*Work request 1:* In the report on Kentucky's Fancy Farm political picnic, how much did Andy Beshear earn last year?
*Work request 2:* Continue the report on Kentucky's Fancy Farm political picnic from its last sentence.

- Associated Press - Saturday, August 5, 2017

FANCY FARM, Ky. (AP) - The Latest on Kentucky’s Fancy Farm political picnic (all times local):

4:30 p.m.

Democratic Attorney General Andy Beshear has released his individual tax incomes and has called on Republican Gov. Matt Bevin to do the same.

A spokesman for Beshear handed out copies of tax returns during his speech at the Fancy Farm picnic. The document shows Beshear earned $110,829 last year. He paid $16,049 in federal taxes and $5,618 in state taxes. His combined refund was more than $9,500.

Beshear said he is the first attorney general in Kentucky to publicly release his tax returns at a time when he is not seeking election. Beshear was elected in 2015 and is a potential candidate for governor in 2019.

Bevin has refused to release his tax returns. Democrats made it a major issue during the 2015 governor’s race.



The Republican failure to repeal former President Barack Obama’s health care law is dominating the annual Fancy Farm picnic in Kentucky.

Kentucky is one of 31 states that expanded Medicaid under the Affordable Care Act that brought coverage to more than 400,000 people.

Democrats say the threat of losing that coverage has energized voters in the state and will give them momentum in upcoming elections. Democratic U.S. Rep. John Yarmuth said Republican President Donald Trump did not deliver on his promises.

*Provided material:*
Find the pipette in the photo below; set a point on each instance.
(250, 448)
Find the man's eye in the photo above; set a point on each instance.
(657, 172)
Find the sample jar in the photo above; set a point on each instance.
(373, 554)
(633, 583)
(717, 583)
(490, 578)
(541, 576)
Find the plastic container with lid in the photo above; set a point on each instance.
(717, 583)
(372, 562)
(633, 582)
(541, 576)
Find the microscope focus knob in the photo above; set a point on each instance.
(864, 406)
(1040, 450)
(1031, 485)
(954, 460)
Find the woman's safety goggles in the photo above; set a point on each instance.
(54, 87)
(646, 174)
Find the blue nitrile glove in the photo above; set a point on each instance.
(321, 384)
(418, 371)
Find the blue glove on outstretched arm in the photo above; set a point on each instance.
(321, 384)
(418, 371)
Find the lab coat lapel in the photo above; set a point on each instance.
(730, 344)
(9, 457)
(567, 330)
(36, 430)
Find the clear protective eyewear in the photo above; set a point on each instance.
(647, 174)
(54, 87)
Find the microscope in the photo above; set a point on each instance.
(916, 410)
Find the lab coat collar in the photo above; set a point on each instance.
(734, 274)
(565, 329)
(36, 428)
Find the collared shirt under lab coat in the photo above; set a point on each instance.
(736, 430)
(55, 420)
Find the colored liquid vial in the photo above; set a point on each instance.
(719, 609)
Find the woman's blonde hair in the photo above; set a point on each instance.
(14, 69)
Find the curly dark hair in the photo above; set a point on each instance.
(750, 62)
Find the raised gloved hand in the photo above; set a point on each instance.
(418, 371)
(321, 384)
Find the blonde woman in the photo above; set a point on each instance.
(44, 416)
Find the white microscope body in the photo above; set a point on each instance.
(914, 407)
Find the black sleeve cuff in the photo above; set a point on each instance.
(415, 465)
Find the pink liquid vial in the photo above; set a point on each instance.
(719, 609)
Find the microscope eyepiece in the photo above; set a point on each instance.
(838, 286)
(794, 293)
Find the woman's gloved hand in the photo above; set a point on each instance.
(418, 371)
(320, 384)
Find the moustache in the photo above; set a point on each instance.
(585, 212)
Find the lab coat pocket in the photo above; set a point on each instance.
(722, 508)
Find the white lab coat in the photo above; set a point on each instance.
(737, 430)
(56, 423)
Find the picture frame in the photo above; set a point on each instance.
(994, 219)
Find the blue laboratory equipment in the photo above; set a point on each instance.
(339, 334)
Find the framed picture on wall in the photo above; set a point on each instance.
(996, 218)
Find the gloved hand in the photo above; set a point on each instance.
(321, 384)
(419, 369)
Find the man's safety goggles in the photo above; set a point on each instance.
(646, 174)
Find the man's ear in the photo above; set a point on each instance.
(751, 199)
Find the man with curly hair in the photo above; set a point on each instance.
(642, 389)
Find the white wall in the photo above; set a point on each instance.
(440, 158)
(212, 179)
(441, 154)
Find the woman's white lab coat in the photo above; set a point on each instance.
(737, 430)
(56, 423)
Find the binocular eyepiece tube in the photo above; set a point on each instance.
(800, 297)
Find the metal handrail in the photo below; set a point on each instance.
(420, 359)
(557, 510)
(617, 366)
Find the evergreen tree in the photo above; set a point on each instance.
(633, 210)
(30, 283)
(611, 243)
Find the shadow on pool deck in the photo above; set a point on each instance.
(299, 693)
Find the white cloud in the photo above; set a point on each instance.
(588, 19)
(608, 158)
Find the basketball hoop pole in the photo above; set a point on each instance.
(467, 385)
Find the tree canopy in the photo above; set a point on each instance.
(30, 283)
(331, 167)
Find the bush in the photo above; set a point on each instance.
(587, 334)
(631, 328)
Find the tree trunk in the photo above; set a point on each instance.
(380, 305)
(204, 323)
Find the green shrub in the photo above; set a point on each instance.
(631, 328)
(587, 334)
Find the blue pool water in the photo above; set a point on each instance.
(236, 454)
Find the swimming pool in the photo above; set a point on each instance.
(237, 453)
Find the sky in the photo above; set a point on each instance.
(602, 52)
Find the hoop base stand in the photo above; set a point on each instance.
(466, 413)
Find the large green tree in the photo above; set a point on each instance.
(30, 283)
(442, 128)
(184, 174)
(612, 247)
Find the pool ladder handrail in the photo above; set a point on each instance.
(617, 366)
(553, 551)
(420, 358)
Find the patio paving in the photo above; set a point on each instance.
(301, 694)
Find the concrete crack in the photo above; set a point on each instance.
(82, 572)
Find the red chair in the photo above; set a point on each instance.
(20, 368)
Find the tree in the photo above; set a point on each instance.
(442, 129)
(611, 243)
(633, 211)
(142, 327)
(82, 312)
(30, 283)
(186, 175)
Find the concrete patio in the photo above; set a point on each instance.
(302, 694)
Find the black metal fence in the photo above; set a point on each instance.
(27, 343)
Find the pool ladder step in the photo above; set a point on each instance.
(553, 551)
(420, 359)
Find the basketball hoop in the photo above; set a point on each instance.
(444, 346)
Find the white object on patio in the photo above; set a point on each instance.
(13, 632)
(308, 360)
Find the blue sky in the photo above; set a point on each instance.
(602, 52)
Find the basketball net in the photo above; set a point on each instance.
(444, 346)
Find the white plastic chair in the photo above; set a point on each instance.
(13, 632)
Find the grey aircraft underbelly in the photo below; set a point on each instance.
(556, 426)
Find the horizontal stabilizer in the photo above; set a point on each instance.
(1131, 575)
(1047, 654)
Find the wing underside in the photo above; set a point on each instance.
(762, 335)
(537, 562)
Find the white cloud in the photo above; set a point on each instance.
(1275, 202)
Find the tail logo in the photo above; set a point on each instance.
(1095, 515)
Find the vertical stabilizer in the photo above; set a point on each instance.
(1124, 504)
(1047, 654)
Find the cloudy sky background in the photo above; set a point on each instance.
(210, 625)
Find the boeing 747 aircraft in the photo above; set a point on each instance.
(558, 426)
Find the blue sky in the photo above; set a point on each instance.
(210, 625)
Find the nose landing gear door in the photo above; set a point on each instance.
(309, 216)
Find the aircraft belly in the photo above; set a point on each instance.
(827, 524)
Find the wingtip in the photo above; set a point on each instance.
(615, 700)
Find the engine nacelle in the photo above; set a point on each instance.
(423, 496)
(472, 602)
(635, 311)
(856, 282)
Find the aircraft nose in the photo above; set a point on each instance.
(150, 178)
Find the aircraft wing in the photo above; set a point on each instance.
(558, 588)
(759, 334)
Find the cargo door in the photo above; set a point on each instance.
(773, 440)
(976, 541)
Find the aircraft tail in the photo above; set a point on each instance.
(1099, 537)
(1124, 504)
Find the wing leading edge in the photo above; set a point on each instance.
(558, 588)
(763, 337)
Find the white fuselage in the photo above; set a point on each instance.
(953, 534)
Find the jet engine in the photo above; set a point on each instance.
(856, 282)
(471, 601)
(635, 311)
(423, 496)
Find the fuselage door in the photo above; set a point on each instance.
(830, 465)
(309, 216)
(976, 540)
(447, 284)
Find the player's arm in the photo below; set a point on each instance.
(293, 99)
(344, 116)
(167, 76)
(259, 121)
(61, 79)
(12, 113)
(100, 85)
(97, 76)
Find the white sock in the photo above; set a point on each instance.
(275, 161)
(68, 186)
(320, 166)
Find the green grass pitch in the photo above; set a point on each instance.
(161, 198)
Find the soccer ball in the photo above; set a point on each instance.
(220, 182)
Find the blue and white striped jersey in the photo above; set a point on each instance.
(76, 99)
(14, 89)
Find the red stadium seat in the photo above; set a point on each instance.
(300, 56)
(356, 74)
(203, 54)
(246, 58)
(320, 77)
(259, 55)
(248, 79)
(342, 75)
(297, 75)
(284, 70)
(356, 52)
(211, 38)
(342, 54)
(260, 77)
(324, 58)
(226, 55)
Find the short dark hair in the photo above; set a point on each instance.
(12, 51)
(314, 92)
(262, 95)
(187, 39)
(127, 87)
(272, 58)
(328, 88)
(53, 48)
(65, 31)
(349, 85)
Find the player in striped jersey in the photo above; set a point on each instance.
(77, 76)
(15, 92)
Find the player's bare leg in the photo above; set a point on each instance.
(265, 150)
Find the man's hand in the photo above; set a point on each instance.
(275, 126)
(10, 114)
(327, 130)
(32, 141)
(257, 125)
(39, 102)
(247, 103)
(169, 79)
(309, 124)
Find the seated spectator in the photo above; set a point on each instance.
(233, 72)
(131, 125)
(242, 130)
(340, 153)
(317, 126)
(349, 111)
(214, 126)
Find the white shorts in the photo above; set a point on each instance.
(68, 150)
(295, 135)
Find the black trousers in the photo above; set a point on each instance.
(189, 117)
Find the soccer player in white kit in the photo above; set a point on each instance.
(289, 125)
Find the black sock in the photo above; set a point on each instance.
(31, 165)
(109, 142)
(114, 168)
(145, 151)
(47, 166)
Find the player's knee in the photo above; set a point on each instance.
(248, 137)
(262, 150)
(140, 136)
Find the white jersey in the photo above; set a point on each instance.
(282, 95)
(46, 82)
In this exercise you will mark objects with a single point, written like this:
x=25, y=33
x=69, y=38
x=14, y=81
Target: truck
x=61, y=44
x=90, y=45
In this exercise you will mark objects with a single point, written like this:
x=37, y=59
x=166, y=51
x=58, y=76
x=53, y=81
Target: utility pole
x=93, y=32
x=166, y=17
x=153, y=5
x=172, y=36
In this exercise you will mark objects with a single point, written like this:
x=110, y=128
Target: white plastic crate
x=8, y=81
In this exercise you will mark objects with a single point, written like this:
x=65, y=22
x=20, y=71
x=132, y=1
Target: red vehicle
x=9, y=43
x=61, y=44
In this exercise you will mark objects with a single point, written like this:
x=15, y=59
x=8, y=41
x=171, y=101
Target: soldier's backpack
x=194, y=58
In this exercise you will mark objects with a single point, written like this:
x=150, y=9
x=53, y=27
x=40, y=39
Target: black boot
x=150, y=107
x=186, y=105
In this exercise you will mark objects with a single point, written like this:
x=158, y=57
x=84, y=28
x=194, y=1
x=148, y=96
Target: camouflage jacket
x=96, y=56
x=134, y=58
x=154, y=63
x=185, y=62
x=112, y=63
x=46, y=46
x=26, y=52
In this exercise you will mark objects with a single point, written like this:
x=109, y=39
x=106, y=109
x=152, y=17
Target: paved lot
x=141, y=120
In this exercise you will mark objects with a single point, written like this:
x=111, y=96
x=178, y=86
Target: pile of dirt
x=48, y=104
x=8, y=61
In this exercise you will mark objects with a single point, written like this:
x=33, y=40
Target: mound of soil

*Answer area 1:* $110,829

*Answer area 2:*
Senate Majority Leader Mitch McConnell said he has chosen not to dwell on situations where “we come up a little bit short.” He said Republicans are not finished yet. He said he consoled himself about the failed Senate vote by focusing on the fact that Hillary Clinton is not president.


4 a.m.

Some Kentucky politicians are preparing to face a rowdy crowd of hecklers at the annual Fancy Farm picnic.

The annual fundraiser for St. Jerome’s Parish includes the traditional “political speaking” beneath the shaded pavilion in Fancy Farm, a small farming hamlet in western Kentucky. For more than 100 years, politicians from both parties have shared the stage and traded zingers while trying to keep their cool in the face of a raucous crowd.

With no statewide elections on the ballot this year, the drama will likely be supplied by the state’s troubled finances and the failure of the Republican health care proposals in the U.S. Senate.

Republican Gov. Matt Bevin and U.S. Sen. Rand Paul are skipping the event this year.